**TASK TO COMPLETE**
Starting at the line that contains "of the pond" and ending with the last line of the records below, can you write out every line again with its wording unchanged, but with each coordinate scaled by 0.55 and rounded to a whole number, halves rounded up?

**DATA FOR THIS EXERCISE**
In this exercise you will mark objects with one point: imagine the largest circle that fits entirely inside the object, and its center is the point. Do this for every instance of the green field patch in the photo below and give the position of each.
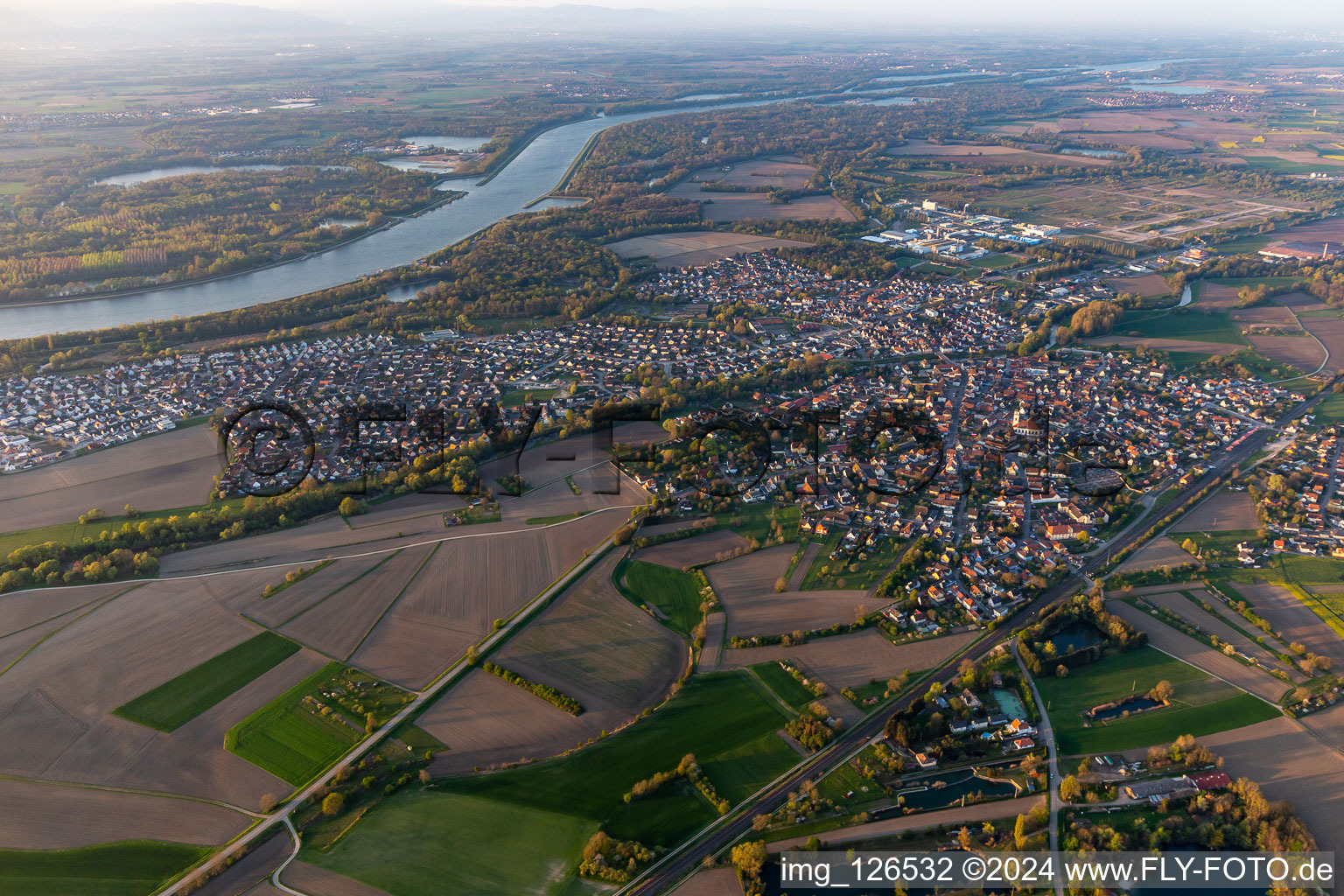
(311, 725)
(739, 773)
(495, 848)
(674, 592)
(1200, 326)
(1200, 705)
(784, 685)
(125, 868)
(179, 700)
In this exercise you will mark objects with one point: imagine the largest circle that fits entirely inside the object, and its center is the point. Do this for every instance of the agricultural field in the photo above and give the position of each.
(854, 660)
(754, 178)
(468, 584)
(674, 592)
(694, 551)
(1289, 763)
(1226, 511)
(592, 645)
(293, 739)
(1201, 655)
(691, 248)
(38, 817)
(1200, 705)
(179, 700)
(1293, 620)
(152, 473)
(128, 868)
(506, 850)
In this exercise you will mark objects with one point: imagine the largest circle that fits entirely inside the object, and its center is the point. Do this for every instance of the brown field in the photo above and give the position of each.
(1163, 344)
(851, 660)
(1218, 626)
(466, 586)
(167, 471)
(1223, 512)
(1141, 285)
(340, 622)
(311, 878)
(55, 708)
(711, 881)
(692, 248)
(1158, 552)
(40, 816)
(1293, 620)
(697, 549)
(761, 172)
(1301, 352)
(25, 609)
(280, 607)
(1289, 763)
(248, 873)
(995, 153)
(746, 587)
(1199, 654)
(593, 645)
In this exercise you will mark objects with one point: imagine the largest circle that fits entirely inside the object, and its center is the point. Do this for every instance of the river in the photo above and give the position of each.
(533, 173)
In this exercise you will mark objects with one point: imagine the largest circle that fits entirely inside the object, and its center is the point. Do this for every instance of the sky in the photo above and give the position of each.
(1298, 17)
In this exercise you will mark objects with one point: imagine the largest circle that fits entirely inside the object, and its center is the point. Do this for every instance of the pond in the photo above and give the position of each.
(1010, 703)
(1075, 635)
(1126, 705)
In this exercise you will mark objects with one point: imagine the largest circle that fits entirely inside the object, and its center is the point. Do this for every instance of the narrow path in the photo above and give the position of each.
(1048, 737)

**SOLUTION FOR THIS PROBLEM**
In this exercise you will mark objects with one point: imagine the largest circle that fits entirely inside the object, and its center is the point. Do this for every instance of the pond in the photo above and give the position of each.
(556, 387)
(591, 349)
(619, 388)
In this exercise you will mark objects with one point: imagine the largest circle that fits entirely inside the object, and its center is the point. Do this for every instance of the narrow path in the photo above and give the position of each.
(576, 405)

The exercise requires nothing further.